(Records for the exercise begins)
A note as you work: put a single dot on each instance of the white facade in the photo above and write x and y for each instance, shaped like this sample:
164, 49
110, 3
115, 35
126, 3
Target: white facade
(Records for the exercise ends)
● Aim of the task: Take the entries above and write them out again unchanged.

● Task answer:
A note as you work: put a single dot on each instance of the white facade in the photo above and write x and y for each instance, shaped like this sample:
164, 49
110, 3
115, 35
126, 3
Target: white facade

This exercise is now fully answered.